▶ TASK TO COMPLETE:
In the passage on the Nobel Peace Prize awarded to ICAN, how many non-governmental organizations make up the coalition?

Technically it was awarded to the International Campaign to Abolish Nuclear Weapons (ICAN), although I played my part…
For a few years now I’ve wanted to donate some of my time to charity and I have volunteered in various roles. In June 2016 I started volunteering for the Soka Gakkai International (SGI). I’ve often wondered if this is a worthy cause and then I remind myself that the purpose of the Soka Gakkai is to achieve Kosen Rufu (world peace) in the world and that’s probably the best cause there is.
ICAN, a coalition of over 460 non-governmental organisations including the SGI, was awarded the Nobel Peace Prize after the Treaty for the Prohibition of Nuclear Weapons (TPNW) was adopted by the United Nations in July 2017. The TPNW makes nuclear weapons illegal under international law and sets out a plan for the complete abolition of such weapons.
Beatrice Fihn, ICAN Executive Director said “SGI has been one of our greatest partners in this fight. Faith based perspectives are extremely important, because there is a moral reason to why we are doing this.”

▶ DATA LISTING:

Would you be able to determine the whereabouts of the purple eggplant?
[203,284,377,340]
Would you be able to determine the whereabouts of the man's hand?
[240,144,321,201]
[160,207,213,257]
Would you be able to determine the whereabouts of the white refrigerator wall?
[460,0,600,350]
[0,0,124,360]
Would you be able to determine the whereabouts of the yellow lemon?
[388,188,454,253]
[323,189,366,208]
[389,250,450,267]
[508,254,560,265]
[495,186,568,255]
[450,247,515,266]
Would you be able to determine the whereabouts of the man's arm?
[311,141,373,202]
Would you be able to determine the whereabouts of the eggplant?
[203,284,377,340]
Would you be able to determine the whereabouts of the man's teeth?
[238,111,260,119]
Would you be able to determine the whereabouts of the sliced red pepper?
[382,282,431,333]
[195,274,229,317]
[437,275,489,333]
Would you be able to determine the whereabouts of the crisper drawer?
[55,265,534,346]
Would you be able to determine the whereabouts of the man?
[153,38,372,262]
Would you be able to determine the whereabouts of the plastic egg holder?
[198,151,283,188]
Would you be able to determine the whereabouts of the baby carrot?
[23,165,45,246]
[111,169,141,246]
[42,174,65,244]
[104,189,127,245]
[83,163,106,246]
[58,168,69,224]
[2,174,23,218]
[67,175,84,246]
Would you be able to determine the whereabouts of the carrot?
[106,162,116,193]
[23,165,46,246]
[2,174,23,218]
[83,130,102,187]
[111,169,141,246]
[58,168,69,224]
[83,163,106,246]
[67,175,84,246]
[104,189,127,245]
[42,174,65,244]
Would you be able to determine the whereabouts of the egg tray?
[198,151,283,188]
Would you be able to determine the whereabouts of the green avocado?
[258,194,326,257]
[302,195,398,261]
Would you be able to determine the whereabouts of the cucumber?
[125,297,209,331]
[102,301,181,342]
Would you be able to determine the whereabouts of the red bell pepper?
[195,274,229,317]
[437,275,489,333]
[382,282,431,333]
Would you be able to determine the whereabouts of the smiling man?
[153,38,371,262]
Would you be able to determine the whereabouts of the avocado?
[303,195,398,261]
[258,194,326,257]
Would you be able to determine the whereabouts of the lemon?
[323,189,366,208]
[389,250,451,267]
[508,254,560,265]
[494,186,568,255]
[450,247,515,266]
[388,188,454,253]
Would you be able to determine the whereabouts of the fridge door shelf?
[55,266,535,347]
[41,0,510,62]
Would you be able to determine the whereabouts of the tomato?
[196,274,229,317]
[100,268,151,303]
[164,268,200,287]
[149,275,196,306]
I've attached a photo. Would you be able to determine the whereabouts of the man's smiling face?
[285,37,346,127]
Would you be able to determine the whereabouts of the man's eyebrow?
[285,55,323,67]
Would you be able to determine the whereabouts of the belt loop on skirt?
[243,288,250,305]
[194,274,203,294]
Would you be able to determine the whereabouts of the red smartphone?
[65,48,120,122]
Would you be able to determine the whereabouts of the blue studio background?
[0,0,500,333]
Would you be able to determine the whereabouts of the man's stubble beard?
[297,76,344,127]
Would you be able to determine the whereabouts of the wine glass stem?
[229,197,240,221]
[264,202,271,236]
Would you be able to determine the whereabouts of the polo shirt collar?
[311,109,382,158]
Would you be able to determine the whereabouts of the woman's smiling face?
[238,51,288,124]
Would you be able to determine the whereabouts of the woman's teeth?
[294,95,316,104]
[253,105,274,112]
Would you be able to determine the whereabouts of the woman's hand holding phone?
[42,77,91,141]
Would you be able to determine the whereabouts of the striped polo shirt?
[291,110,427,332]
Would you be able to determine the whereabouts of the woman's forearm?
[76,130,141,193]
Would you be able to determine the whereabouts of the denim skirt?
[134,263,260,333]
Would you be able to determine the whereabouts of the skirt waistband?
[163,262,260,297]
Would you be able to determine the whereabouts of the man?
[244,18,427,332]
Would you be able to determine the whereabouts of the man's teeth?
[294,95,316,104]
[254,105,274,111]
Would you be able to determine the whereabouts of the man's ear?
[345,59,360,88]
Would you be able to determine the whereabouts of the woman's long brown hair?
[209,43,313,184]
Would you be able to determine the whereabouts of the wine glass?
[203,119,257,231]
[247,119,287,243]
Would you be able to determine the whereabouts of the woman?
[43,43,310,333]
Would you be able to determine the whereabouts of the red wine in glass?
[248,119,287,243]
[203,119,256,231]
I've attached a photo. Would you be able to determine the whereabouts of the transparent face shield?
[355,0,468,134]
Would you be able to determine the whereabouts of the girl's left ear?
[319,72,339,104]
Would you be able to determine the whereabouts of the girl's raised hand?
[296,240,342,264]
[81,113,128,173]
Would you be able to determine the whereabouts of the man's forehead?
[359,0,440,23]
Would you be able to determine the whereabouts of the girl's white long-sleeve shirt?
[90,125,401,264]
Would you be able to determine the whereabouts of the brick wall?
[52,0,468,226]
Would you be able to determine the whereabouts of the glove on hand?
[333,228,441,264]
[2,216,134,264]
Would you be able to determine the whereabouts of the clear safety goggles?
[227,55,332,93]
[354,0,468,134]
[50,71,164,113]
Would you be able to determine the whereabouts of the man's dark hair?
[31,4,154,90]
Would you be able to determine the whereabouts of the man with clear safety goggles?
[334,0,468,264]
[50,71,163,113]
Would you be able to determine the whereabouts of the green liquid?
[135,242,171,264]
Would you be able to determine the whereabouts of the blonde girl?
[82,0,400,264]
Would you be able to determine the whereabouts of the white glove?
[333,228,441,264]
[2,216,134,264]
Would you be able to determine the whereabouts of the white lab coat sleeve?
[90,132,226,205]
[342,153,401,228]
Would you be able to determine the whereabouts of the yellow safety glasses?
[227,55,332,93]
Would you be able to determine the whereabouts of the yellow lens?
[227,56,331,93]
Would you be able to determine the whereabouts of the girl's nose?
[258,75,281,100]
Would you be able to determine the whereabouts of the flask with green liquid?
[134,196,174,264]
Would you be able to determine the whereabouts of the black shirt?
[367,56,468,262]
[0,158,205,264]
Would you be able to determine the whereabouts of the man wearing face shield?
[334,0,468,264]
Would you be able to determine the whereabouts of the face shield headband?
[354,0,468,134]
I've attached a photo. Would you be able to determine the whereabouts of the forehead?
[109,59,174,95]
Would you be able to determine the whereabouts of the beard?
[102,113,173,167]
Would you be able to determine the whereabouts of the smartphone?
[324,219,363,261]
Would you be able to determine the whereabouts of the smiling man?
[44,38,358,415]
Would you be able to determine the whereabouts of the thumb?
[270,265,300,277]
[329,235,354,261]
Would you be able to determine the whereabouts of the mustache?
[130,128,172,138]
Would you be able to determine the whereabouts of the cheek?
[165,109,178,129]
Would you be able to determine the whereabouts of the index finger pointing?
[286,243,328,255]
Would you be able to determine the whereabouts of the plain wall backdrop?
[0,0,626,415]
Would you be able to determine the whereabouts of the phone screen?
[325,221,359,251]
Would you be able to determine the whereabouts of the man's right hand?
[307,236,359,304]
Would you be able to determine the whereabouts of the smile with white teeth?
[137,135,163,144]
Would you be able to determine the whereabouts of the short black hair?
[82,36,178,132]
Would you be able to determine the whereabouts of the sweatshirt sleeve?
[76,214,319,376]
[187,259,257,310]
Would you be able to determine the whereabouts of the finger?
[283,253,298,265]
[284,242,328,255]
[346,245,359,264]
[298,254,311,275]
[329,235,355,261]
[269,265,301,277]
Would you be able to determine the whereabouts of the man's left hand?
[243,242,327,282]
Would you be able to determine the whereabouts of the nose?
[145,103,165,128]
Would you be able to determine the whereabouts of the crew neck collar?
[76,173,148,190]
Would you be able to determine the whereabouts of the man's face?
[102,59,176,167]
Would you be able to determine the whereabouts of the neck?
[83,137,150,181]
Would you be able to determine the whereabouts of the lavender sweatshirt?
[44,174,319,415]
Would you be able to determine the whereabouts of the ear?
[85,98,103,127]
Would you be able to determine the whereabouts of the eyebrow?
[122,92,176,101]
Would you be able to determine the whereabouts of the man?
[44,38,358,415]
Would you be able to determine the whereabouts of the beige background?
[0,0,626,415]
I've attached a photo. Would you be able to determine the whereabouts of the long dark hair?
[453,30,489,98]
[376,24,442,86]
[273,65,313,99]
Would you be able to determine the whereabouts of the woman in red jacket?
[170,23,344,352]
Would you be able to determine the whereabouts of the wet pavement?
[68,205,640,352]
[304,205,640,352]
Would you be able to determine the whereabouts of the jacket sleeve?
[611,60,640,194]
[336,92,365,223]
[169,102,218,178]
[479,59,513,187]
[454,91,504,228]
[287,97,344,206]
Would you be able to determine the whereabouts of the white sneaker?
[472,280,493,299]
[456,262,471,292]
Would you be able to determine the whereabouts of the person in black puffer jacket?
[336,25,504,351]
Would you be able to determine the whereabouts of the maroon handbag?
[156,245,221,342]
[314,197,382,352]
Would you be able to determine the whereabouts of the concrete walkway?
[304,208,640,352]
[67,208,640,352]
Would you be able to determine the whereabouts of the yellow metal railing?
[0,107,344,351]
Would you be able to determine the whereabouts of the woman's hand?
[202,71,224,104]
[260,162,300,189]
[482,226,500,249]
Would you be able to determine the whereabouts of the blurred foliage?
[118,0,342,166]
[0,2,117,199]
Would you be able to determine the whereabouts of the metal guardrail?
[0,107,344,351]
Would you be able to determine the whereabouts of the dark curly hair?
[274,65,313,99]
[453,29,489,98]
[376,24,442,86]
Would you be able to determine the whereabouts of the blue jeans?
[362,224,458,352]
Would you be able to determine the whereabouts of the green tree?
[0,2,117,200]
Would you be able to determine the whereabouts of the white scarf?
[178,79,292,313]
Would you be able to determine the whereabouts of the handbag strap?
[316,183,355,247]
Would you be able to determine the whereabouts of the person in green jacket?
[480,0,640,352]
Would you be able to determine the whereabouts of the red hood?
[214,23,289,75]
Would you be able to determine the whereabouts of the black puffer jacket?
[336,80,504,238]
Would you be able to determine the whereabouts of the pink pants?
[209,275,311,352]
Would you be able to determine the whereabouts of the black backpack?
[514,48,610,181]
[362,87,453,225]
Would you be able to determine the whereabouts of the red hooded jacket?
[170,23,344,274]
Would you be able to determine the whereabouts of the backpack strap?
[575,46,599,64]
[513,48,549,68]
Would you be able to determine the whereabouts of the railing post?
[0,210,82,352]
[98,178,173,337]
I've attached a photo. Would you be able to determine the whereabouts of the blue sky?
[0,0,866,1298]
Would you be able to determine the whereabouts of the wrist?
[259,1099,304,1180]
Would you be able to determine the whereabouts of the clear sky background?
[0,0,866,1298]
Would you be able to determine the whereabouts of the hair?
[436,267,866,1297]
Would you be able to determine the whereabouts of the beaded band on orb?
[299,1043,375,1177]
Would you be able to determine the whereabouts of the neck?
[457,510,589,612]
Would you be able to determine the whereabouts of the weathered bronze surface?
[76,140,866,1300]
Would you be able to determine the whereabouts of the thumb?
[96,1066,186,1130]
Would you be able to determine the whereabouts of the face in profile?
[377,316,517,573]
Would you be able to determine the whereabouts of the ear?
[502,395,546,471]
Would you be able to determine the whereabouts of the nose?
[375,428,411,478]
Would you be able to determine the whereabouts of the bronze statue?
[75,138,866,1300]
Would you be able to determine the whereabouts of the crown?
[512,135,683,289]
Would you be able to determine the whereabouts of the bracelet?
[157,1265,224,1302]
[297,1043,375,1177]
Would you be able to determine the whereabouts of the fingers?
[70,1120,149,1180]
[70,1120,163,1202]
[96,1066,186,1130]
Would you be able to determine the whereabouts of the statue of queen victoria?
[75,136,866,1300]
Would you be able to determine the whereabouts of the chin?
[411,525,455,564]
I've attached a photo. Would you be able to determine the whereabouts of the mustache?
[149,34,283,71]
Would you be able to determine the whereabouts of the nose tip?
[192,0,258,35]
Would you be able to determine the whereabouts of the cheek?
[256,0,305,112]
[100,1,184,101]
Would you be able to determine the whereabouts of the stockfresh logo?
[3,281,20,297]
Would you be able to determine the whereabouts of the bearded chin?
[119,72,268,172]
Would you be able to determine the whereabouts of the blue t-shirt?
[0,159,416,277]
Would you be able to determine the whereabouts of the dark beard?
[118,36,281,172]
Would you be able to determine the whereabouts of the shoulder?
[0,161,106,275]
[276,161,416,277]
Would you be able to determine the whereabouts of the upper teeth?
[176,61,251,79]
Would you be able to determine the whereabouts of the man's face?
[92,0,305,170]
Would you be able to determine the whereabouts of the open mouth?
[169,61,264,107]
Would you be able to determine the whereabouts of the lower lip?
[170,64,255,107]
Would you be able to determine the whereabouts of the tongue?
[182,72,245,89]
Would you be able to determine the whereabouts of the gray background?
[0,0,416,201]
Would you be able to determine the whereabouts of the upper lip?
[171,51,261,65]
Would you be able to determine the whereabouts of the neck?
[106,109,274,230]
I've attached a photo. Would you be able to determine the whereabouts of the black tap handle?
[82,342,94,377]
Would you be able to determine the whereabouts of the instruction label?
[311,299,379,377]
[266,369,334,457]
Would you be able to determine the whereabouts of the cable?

▶ RESPONSE TO THIS EXERCISE:
Over 460.